[Dataset excerpts on pointing to objects]
====================

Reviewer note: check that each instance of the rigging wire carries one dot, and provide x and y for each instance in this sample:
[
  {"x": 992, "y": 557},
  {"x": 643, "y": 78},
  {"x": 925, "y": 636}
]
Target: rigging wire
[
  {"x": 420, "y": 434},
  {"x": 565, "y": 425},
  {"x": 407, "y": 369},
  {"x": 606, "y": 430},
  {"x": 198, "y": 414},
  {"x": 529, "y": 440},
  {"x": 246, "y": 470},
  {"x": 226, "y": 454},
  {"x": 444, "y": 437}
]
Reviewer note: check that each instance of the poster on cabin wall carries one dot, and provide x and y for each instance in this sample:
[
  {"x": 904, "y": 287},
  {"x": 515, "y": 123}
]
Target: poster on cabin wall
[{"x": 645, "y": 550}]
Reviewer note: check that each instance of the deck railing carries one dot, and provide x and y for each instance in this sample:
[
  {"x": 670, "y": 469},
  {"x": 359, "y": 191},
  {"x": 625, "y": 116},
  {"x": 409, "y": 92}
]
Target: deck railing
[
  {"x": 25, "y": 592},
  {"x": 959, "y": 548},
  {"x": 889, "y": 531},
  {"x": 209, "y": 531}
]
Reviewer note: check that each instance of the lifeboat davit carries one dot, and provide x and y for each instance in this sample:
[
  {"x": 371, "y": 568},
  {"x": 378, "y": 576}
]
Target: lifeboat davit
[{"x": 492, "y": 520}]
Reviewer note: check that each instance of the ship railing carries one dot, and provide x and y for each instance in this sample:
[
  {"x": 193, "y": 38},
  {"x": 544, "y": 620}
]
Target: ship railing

====================

TASK REQUIREMENTS
Edit the material above so that each "Target" becomes "Object", and keep everything else unchanged.

RESPONSE TO THE TASK
Reviewer note: check that each instance of the rigging wire carries one dot, and provide x and y for each instance in this sample:
[
  {"x": 992, "y": 557},
  {"x": 643, "y": 78},
  {"x": 925, "y": 636}
]
Object: rigging wire
[
  {"x": 420, "y": 434},
  {"x": 565, "y": 425},
  {"x": 407, "y": 369},
  {"x": 606, "y": 430},
  {"x": 198, "y": 414},
  {"x": 529, "y": 440},
  {"x": 246, "y": 470},
  {"x": 226, "y": 454},
  {"x": 444, "y": 437}
]
Reviewer note: check that each instance of the poster on cabin wall carries one dot, and provide x and y for each instance in this sample:
[
  {"x": 904, "y": 287},
  {"x": 515, "y": 123}
]
Object: poster on cabin wall
[{"x": 645, "y": 550}]
Reviewer note: check that each instance of the deck railing carries one dot, and provide x and y for each instance in this sample:
[
  {"x": 670, "y": 469},
  {"x": 359, "y": 191},
  {"x": 625, "y": 116},
  {"x": 409, "y": 92}
]
Object: deck railing
[
  {"x": 25, "y": 592},
  {"x": 959, "y": 548},
  {"x": 889, "y": 531},
  {"x": 209, "y": 531}
]
Reviewer note: check that each instance of the lifeboat davit carries one dot, and provide x and y for each instance in this sample:
[
  {"x": 371, "y": 568},
  {"x": 378, "y": 576}
]
Object: lifeboat davit
[{"x": 492, "y": 520}]
Reviewer note: check that each instance of the ship railing carries one dot, and provide x and y for each instance in this sample:
[
  {"x": 193, "y": 38},
  {"x": 544, "y": 620}
]
Object: ship railing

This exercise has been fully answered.